| Extract |
§

However, surprised happened sometimes too, like it was with the notorious case for seducing Indonesian President Ahmed Sukarno. He was known for his sexual passion. That is why KGB sent a group of young girls to him during his visit to Moscow. Those girls got acquainted with Ahmed Sukarno in a plane, under the disguise of air hostesses, then he invited them to his hotel room in Moscow and arranged a grand orgy. The orgy was filmed by two candid cameras that were fixed behind mirrors. It seemed that the operation was just perfect. Before starting the blackmail, KGB invited Sukarno in a small private movie theatre and showed him the pornographic video, in which he was playing the main part. KGB agents were expecting him to get really frightened, that he would agree to cooperate with them at once, but everything happened vice versa: Sukarno fondly decided that it was a gift from the Soviet government, so he asked for more copies to take them back to Indonesia and show them in movie theatres. Sukarno said to flabbergasted agents that the people of Indonesia would be very proud of him, if they could see him doing the nasty with Russian girls.

§

| Listed records |

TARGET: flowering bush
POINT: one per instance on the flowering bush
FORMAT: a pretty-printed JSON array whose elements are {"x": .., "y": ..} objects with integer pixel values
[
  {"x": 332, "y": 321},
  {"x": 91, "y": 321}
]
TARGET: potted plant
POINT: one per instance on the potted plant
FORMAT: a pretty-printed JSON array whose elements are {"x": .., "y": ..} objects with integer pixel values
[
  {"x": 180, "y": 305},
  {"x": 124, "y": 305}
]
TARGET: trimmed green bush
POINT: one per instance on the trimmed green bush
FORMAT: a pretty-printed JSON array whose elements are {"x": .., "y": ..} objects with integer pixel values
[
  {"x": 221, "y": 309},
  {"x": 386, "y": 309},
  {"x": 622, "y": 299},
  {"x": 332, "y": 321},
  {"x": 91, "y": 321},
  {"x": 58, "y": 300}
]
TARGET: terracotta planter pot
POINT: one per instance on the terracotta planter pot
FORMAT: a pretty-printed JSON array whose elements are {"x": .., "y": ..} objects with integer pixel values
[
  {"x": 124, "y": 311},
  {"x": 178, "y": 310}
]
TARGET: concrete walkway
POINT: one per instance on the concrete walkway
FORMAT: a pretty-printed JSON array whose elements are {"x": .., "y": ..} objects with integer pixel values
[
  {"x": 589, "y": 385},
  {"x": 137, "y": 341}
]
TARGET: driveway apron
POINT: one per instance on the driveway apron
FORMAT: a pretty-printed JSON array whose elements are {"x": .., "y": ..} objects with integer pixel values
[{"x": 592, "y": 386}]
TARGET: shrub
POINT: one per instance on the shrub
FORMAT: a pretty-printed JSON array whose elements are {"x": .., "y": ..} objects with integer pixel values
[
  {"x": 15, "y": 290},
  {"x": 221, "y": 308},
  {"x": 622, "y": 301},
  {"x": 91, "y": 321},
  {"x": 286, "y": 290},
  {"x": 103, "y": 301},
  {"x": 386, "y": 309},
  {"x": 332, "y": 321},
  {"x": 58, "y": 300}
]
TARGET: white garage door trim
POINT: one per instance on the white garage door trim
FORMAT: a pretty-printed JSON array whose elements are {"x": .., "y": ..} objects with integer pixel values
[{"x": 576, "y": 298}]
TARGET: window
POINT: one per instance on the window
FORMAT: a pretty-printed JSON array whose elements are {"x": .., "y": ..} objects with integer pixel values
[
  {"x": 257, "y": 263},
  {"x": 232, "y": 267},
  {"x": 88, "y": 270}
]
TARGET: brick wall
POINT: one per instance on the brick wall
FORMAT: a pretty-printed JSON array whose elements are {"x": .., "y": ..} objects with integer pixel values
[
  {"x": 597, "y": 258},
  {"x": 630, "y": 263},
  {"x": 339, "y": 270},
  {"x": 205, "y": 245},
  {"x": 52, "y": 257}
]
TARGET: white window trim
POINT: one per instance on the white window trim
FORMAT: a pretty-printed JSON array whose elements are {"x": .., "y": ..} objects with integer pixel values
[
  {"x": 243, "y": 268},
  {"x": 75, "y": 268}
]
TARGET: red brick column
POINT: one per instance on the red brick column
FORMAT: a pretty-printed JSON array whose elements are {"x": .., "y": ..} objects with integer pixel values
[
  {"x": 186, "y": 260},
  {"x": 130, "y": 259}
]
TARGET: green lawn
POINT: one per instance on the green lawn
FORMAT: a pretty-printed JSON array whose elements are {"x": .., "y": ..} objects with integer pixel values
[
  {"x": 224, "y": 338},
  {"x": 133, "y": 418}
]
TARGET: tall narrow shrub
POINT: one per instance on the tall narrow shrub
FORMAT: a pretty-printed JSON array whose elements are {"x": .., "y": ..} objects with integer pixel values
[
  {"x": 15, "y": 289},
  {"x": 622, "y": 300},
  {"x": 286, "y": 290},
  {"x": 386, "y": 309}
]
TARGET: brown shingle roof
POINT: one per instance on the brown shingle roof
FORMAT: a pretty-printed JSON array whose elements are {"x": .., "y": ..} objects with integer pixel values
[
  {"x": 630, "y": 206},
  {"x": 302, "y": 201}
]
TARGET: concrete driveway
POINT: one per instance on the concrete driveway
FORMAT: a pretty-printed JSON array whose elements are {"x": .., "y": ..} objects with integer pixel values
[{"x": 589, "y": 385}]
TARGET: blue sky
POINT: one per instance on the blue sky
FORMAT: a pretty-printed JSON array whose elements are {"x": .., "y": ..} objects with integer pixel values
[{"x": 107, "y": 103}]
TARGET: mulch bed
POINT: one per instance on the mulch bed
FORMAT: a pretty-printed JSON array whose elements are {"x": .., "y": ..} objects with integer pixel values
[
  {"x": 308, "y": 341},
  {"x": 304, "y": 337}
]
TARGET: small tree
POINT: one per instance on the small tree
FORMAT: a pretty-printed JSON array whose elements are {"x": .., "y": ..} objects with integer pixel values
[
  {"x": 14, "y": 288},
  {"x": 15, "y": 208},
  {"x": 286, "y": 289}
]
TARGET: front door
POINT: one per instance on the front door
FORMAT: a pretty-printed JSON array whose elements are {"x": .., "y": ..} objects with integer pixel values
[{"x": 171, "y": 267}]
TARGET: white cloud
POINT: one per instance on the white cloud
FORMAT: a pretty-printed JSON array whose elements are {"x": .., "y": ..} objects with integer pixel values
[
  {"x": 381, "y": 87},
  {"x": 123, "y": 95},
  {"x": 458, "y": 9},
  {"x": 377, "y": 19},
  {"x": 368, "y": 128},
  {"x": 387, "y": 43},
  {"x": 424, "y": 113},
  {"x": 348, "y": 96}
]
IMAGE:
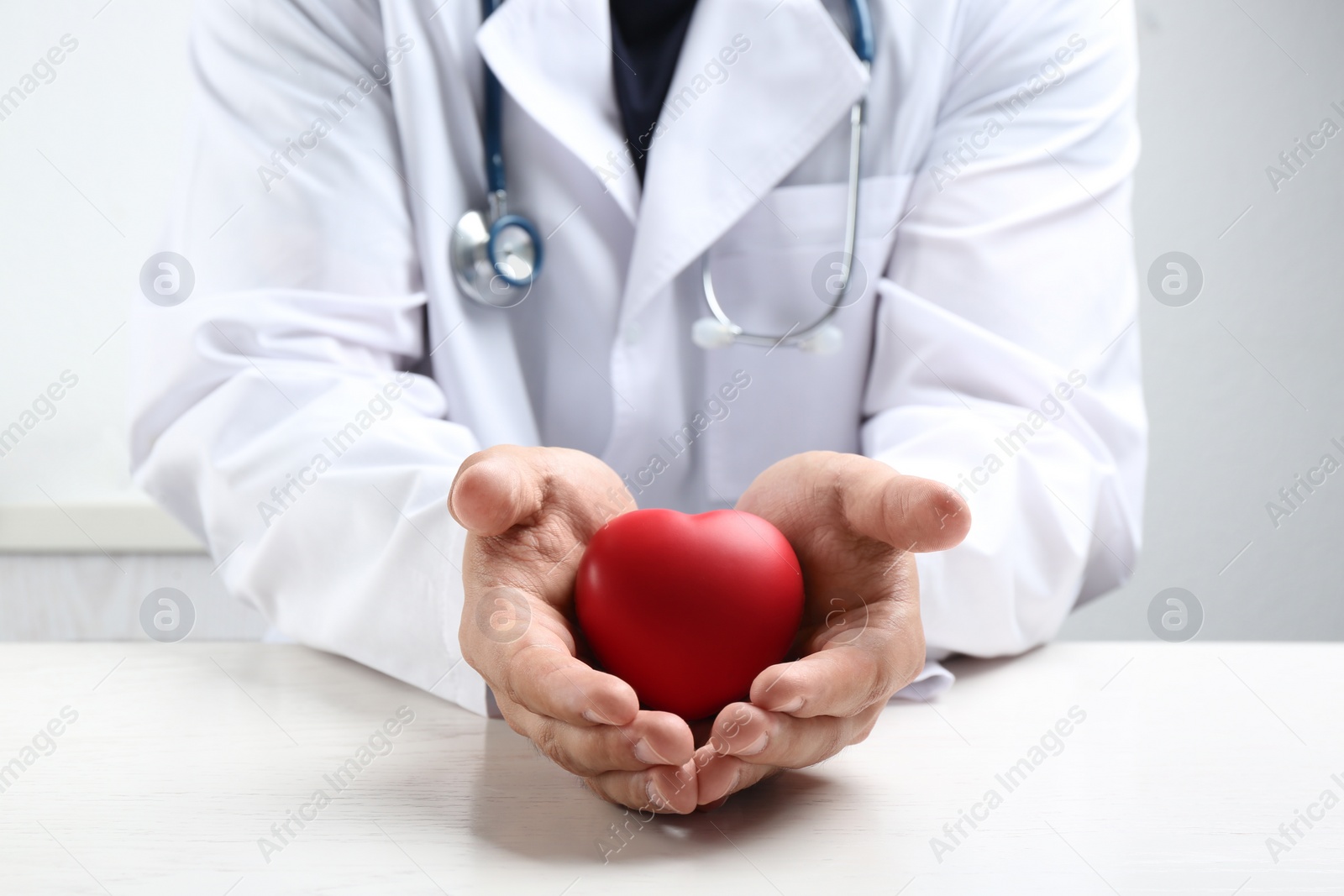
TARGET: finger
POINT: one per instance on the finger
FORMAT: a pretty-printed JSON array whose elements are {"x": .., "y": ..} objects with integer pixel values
[
  {"x": 664, "y": 789},
  {"x": 652, "y": 739},
  {"x": 904, "y": 511},
  {"x": 722, "y": 777},
  {"x": 542, "y": 674},
  {"x": 494, "y": 490},
  {"x": 839, "y": 680},
  {"x": 784, "y": 741}
]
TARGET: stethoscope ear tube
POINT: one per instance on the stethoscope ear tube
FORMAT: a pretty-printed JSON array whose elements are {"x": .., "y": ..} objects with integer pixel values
[
  {"x": 495, "y": 254},
  {"x": 822, "y": 336}
]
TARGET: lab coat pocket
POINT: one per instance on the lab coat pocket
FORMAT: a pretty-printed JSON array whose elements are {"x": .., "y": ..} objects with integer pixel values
[{"x": 777, "y": 271}]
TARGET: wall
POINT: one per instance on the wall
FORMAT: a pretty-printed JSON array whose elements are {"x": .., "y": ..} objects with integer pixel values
[{"x": 1242, "y": 382}]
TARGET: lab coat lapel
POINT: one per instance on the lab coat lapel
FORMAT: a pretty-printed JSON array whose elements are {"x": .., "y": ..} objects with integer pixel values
[
  {"x": 554, "y": 58},
  {"x": 723, "y": 144}
]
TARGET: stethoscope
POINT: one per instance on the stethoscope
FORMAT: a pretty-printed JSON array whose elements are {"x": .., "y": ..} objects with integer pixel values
[{"x": 496, "y": 255}]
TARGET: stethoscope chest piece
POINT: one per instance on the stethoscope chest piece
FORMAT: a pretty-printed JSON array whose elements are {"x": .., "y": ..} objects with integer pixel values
[{"x": 495, "y": 264}]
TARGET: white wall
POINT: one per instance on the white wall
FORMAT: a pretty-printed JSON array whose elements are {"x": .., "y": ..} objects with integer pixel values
[
  {"x": 1243, "y": 383},
  {"x": 87, "y": 164}
]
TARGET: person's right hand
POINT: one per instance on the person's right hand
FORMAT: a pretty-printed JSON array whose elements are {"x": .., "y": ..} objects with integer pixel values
[{"x": 530, "y": 515}]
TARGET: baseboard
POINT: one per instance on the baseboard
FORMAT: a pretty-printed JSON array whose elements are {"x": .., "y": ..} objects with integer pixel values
[{"x": 93, "y": 528}]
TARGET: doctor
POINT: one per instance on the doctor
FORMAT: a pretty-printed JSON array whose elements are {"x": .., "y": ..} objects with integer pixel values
[{"x": 374, "y": 417}]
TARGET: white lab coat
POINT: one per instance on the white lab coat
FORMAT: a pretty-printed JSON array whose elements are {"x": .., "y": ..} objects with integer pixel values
[{"x": 322, "y": 270}]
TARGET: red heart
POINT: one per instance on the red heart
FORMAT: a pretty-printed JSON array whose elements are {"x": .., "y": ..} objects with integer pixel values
[{"x": 689, "y": 609}]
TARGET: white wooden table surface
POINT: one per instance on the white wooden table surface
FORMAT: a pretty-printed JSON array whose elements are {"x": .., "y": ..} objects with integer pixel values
[{"x": 183, "y": 757}]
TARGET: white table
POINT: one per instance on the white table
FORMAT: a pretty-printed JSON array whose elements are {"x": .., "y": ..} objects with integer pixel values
[{"x": 185, "y": 755}]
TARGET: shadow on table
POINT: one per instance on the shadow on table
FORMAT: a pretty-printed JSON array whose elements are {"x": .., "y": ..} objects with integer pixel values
[{"x": 528, "y": 806}]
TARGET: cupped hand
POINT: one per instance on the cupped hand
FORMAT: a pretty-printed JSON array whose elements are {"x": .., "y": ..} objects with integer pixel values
[
  {"x": 855, "y": 526},
  {"x": 528, "y": 515}
]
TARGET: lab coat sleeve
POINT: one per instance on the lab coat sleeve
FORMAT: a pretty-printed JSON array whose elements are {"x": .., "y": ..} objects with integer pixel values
[
  {"x": 268, "y": 412},
  {"x": 1007, "y": 348}
]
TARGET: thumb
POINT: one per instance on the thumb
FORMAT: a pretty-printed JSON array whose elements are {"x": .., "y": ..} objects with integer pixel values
[
  {"x": 905, "y": 511},
  {"x": 495, "y": 490}
]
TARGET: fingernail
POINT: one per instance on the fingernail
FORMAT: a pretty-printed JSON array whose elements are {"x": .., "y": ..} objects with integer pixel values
[
  {"x": 645, "y": 752},
  {"x": 754, "y": 747}
]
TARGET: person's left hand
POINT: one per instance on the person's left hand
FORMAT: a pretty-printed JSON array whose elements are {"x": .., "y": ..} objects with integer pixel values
[{"x": 855, "y": 526}]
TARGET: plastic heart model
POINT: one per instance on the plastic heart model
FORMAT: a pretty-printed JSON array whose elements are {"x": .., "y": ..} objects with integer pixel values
[{"x": 689, "y": 609}]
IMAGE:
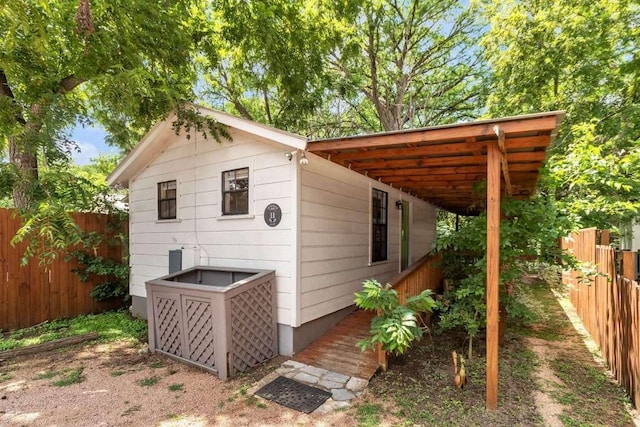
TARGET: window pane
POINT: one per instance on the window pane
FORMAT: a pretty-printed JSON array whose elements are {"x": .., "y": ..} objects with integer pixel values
[
  {"x": 235, "y": 192},
  {"x": 167, "y": 193},
  {"x": 379, "y": 200}
]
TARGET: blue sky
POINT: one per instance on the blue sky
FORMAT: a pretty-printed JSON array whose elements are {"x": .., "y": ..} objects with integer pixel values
[{"x": 90, "y": 140}]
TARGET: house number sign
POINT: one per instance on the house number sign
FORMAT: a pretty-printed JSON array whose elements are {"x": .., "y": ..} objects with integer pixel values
[{"x": 272, "y": 215}]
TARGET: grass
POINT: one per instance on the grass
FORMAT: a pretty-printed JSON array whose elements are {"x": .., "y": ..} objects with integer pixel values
[
  {"x": 110, "y": 326},
  {"x": 148, "y": 382},
  {"x": 419, "y": 385},
  {"x": 582, "y": 392},
  {"x": 368, "y": 415},
  {"x": 74, "y": 376},
  {"x": 67, "y": 376}
]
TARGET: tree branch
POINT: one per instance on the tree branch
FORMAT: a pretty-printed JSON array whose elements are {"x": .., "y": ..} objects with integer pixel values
[
  {"x": 67, "y": 84},
  {"x": 5, "y": 90}
]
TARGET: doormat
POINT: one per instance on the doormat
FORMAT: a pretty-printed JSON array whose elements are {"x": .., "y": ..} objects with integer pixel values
[{"x": 293, "y": 394}]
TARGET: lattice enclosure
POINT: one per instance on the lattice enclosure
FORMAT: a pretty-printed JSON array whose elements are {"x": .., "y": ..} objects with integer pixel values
[
  {"x": 226, "y": 326},
  {"x": 200, "y": 332},
  {"x": 168, "y": 324},
  {"x": 253, "y": 327}
]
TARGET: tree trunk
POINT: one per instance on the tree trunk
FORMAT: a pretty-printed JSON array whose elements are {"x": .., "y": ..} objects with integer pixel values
[{"x": 26, "y": 163}]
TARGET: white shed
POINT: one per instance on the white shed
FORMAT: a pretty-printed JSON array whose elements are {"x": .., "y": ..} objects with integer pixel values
[{"x": 256, "y": 203}]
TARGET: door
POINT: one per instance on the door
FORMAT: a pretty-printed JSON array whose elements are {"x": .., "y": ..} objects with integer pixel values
[{"x": 404, "y": 236}]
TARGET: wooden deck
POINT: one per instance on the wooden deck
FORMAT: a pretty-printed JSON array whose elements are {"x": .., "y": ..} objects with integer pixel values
[{"x": 337, "y": 351}]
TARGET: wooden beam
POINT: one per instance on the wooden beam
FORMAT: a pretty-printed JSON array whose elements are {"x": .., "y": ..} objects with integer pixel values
[
  {"x": 435, "y": 149},
  {"x": 533, "y": 156},
  {"x": 458, "y": 132},
  {"x": 448, "y": 170},
  {"x": 503, "y": 159},
  {"x": 493, "y": 273}
]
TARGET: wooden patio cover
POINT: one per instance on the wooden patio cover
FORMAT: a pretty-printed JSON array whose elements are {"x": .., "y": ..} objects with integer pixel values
[{"x": 449, "y": 166}]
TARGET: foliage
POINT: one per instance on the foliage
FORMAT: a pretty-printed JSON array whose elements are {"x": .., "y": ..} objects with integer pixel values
[
  {"x": 110, "y": 326},
  {"x": 269, "y": 63},
  {"x": 116, "y": 274},
  {"x": 405, "y": 64},
  {"x": 529, "y": 229},
  {"x": 396, "y": 326},
  {"x": 580, "y": 57}
]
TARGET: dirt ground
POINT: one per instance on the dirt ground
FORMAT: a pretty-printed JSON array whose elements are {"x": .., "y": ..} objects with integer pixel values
[
  {"x": 123, "y": 385},
  {"x": 547, "y": 378}
]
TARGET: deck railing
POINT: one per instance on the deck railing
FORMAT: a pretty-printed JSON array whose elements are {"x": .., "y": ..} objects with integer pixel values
[{"x": 425, "y": 273}]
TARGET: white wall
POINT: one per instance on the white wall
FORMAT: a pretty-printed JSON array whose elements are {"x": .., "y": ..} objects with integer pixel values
[
  {"x": 204, "y": 235},
  {"x": 335, "y": 236}
]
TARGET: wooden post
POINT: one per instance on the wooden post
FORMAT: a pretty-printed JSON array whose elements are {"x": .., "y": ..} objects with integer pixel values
[{"x": 493, "y": 272}]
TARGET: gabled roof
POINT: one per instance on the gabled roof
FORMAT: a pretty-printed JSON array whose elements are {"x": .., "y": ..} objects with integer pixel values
[
  {"x": 162, "y": 133},
  {"x": 444, "y": 164}
]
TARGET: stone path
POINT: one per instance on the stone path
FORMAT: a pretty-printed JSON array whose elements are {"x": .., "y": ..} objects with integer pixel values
[{"x": 343, "y": 388}]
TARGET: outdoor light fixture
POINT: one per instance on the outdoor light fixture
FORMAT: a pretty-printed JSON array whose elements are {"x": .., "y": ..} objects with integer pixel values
[{"x": 303, "y": 160}]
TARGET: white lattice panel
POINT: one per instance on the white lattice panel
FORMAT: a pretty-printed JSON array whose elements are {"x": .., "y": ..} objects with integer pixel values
[
  {"x": 252, "y": 327},
  {"x": 168, "y": 325},
  {"x": 200, "y": 332}
]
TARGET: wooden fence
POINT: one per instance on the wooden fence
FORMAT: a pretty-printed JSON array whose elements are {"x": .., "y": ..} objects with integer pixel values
[
  {"x": 425, "y": 273},
  {"x": 609, "y": 306},
  {"x": 32, "y": 294}
]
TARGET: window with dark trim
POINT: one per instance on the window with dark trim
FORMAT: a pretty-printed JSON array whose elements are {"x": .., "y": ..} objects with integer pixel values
[
  {"x": 167, "y": 200},
  {"x": 379, "y": 204},
  {"x": 235, "y": 192}
]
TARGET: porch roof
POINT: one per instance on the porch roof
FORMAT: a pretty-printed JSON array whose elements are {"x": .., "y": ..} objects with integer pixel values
[{"x": 445, "y": 164}]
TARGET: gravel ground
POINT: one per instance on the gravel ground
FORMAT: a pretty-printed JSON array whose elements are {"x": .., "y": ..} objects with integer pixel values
[{"x": 122, "y": 384}]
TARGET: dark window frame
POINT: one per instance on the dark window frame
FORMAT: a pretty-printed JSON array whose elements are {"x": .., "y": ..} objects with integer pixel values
[
  {"x": 167, "y": 203},
  {"x": 379, "y": 225},
  {"x": 227, "y": 210}
]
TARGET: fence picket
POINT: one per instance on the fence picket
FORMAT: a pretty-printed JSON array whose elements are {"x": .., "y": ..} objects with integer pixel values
[
  {"x": 609, "y": 307},
  {"x": 33, "y": 294}
]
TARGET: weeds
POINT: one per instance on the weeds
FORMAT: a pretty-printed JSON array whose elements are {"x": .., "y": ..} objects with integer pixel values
[
  {"x": 111, "y": 326},
  {"x": 368, "y": 415},
  {"x": 148, "y": 382},
  {"x": 176, "y": 387},
  {"x": 73, "y": 376}
]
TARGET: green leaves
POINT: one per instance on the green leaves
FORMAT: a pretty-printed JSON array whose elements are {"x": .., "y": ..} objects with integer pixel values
[{"x": 396, "y": 326}]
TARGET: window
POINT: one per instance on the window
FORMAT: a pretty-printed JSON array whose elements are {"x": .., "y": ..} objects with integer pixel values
[
  {"x": 379, "y": 203},
  {"x": 167, "y": 200},
  {"x": 235, "y": 192}
]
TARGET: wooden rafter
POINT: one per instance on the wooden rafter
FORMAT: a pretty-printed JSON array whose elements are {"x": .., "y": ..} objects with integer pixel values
[
  {"x": 503, "y": 159},
  {"x": 445, "y": 164}
]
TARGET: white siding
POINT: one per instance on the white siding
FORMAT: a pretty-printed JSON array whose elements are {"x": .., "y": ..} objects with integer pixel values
[
  {"x": 202, "y": 233},
  {"x": 335, "y": 239}
]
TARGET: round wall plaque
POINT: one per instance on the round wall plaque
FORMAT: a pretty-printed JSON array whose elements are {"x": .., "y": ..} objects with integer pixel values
[{"x": 272, "y": 215}]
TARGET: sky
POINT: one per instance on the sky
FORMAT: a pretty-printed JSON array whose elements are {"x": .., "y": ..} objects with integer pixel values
[{"x": 90, "y": 140}]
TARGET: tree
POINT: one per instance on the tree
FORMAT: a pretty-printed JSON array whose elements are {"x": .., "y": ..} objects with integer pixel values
[
  {"x": 407, "y": 64},
  {"x": 269, "y": 65},
  {"x": 122, "y": 64},
  {"x": 581, "y": 57}
]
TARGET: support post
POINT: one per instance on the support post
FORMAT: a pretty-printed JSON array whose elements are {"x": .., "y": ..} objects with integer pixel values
[{"x": 493, "y": 272}]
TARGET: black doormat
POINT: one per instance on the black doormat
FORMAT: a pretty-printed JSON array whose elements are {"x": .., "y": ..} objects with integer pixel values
[{"x": 293, "y": 394}]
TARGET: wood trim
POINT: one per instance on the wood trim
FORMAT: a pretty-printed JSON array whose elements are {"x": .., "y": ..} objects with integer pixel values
[
  {"x": 503, "y": 160},
  {"x": 534, "y": 156},
  {"x": 530, "y": 142},
  {"x": 493, "y": 273},
  {"x": 460, "y": 132}
]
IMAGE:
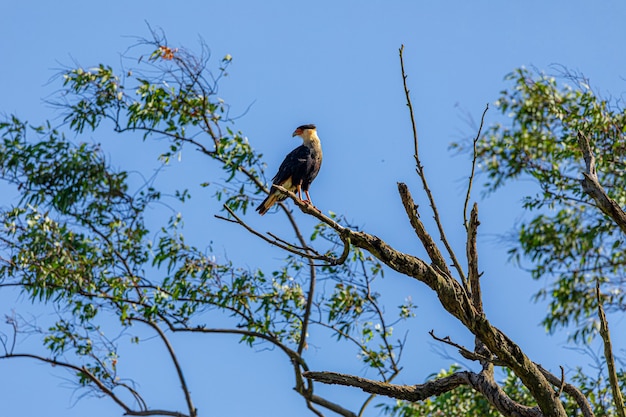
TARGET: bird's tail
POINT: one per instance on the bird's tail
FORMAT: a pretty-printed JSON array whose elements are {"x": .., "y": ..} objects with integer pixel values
[{"x": 271, "y": 199}]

§

| What to produce |
Continue the account of the KGB's attempt to blackmail Sukarno, picking up after its final sentence.

| Task response |
lol



Of note, when that didn't work, the CIA got wind of the KGB blackmail video. They couldn't get a hold of it and were unaware of Sukarno's excitement that his sexual prowess might be echoed to the world. So the CIA, instead of having him seduced, tried to find a porno video that kind of looked like him and the rumored russian. They couldn't. They then created a Sukarno mask and paid a porn actor in California to wear it while producing a porno that they would release, but there is no evidence that video was ever distributed.
So finally the CIA backed the rebel groups in Indonesia and the new guy turned out to be a shithead power hungry dictator that looked to murder all previous communists. :( Sex blackmail was a lot better idea.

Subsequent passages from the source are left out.